** Start of Data provided **
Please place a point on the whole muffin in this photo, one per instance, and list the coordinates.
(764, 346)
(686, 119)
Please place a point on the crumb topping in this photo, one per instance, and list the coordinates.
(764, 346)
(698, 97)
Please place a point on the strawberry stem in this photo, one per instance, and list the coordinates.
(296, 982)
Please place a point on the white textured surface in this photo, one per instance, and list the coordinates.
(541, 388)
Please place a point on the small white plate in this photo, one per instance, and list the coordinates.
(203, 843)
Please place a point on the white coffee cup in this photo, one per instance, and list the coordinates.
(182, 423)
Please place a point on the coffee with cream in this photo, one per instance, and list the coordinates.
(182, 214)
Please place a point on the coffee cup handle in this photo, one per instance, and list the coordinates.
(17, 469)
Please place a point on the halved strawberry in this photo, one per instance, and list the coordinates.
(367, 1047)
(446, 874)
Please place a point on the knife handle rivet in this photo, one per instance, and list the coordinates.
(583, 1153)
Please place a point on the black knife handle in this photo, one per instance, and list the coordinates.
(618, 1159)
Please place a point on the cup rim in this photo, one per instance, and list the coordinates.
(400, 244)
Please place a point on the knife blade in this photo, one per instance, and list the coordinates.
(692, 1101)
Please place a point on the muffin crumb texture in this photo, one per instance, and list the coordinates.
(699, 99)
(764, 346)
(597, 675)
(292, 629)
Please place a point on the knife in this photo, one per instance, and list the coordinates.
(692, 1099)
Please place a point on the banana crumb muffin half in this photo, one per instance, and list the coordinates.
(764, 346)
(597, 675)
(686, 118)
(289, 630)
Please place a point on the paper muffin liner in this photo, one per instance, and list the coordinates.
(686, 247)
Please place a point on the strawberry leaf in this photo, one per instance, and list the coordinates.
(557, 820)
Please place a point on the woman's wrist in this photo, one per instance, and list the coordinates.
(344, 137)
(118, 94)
** End of Data provided **
Your instructions: Rewrite all the records above, changing "point" to "marker" wherever it occurs and leaving everything else untouched.

Output of the task:
Please place a marker on the whole muffin in this photo, one per instance, and list the coordinates.
(764, 346)
(686, 119)
Please place a marker on the crumb topping in this photo, one per instance, and list the coordinates.
(764, 346)
(698, 97)
Please place a marker on the strawberry stem in this photo, one per instance, and list the coordinates.
(296, 982)
Please place a marker on the white textured surface in this photo, one per instance, and list the coordinates.
(541, 388)
Please place a marker on the small white plate in this photo, one per instance, and list the coordinates.
(203, 843)
Please place a marker on the white coffee cup in this photo, one per instance, and list the coordinates.
(182, 423)
Please place a marker on the coffee with cream in this photo, one per instance, and list the coordinates.
(182, 214)
Please place a marker on the coffee cup handle in this photo, one per instance, and list the coordinates.
(17, 469)
Please place a marker on the halved strawberry in this photo, one per instance, and list the coordinates.
(367, 1047)
(446, 874)
Please place a marker on the knife handle rivet in this photo, one per instance, and list the coordinates.
(583, 1153)
Please place a marker on the black knife handle in this photo, one per instance, and list the coordinates.
(618, 1159)
Please place a marker on the cup rim in this photo, one per instance, and list the coordinates.
(400, 244)
Please place a marker on the knife blade in this photo, one per instance, and list the coordinates.
(692, 1101)
Please place a marker on the muffin crumb texture in this photo, one per instance, and list the coordinates.
(699, 99)
(764, 346)
(597, 675)
(292, 629)
Please place a marker on the knife in this photo, one per instance, and list the coordinates.
(692, 1099)
Please place a marker on the banana crumb muffin half in this photo, one per instance, and list the coordinates.
(764, 346)
(597, 675)
(686, 118)
(289, 630)
Please place a marker on the paper muffin liner in this photo, one per instance, and list the coordinates.
(686, 247)
Please place a marker on the strawberry leaf in this photo, one per instance, and list the coordinates.
(557, 820)
Please place a marker on the woman's wrist in this photo, one per instance, and list the coordinates.
(344, 137)
(118, 94)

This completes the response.